SUPPLIED TEXT:
The effect of prior adult experience on components of habitat preference in the apple maggot fly (Rhagoletis pomonella).

Numerous authors have suggested that genetic subdivision within a population in a heterogeneous environment is more likely if individuals tend, through prior experience, to breed in the same habitat in which they developed. Under semi-field conditions we demonstrate that prior adult experience alters habitat preference in the apple maggot fly, Rhagoletis pomonella (Tephritidae), a frugivorous parasitic insect thought to have undergone sympatric divergence in host use in historical times. Females exposed to a particular host fruit species - apple (Malus pumila) or hawthorn (Crataegus mollis) - in a field cage oviposited at a higher rate in test fruit of that species than did inexperienced females or females exposed to the other species. Females exposed to a particular host fruit species also tended to remain longer in test trees harboring fruit of that species than did inexperienced females or females exposed to the other species. Prior adult experience thus alters two components of habitat preference in the apple maggot fly: oviposition preference and habitat fidelity. We discuss how these effects of experience on habitat preference should increase the likelihood that individuals mate assortatively and may further increase the likelihood that apple maggot populations become genetically subdivided.

Host visitation sequence as a determinant of search persistence in fruit parasitic tephritid flies.

We tested, through field experiments and simulation models, the hypothesis that fruit-searching tephritid fruit flies adjust their within-tree search persistence according to the sequence and timing of encounters with parasitized (i.e. egg-infested) and unparasitized Crataegus sp. host fruit. In the field, we presented flies with 4 different sequences of unparasitized [=C] and parasitized [=M] fruit: 5M+0C; 1C+5M; 5M+1C, 1C+0M. Following fruit presentation, flies were permitted to forage freely within trees, which harboured no fruit, until emigration occurred. Under these conditions, flies that encountered the aforementioned different sequences of hosts, displayed differences in Giving Up Time, measured as active foraging time and number of leaf visits, in a manner predicted prior to testing. These differences were, however, not statistically significant. Based upon the results described above, we then built 3 simulation models that predicted within-tree Giving Up Times for individual flies: Model 1-Giving Up Time is incremented and decremented by fixed amounts following encounters by the fly with suitable (i.e. for oviposition) and unsuitable hosts, respectively; Model 2-similar to Model 1, but increment and decrement values are variable and are dependent upon the time since previous encounters by the fly with suitable and unsuitable hosts; Model 3-Giving Up Time is fixed. Comparison with previously reported field data for tephritid flies showed that Model 2 predicted rather well, and significantly better than Models 1 and 3, Giving Up Time for wild type tephritid flies under seminatural field conditions. We discuss our results in light of contemporary foraging theory.

TO DO:
Answer these questions from the abstracts on tephritid flies:
1. In the apple maggot fly study, to which two host fruit species were females exposed?
2. Which two components of habitat preference does prior adult experience alter?
3. Which simulation model predicted Giving Up Time significantly better than the other two?
The data have no connection to the abstracts on tephritid flies.

INPUT DATA:
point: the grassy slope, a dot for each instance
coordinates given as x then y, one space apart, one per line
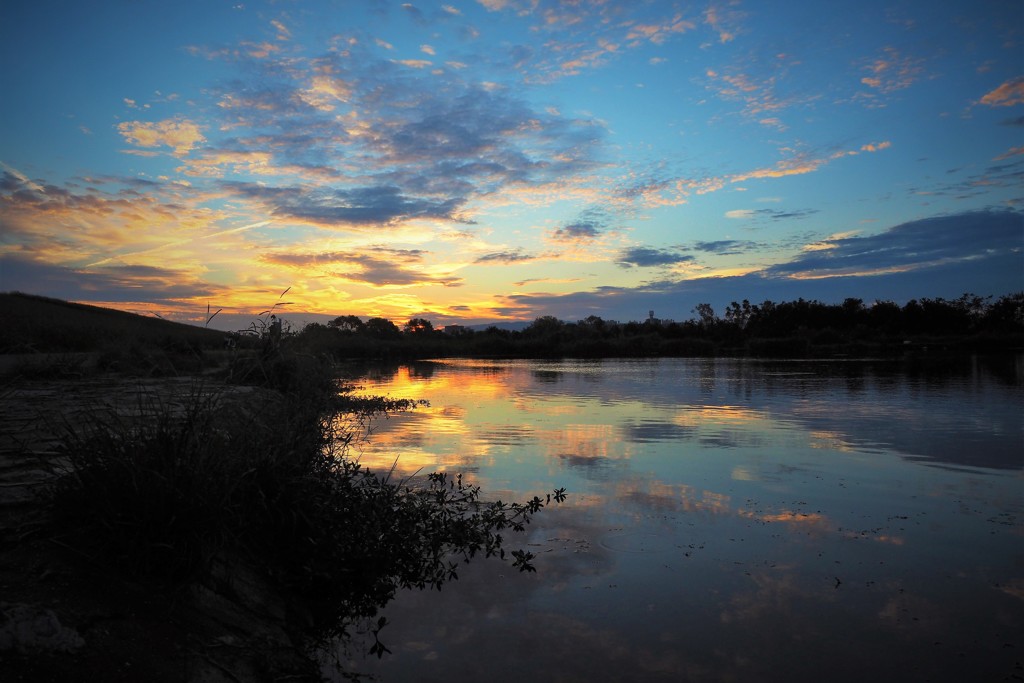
35 324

ANSWER TO THIS TASK:
1. Apple (Malus pumila) and hawthorn (Crataegus mollis).
2. Oviposition preference and habitat fidelity.
3. Model 2.